CHALLENGE: Copy the records below, changing "instance" to "occurrence" everywhere it appears and leaving everything else the same.

RECORDS PROVIDED:
▼

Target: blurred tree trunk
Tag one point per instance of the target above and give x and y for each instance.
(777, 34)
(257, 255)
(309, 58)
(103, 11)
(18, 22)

▲

RESULT OF THE EXERCISE:
Target: blurred tree trunk
Tag one point per occurrence of the target above and give x and y for each occurrence.
(777, 34)
(257, 255)
(309, 58)
(103, 11)
(18, 22)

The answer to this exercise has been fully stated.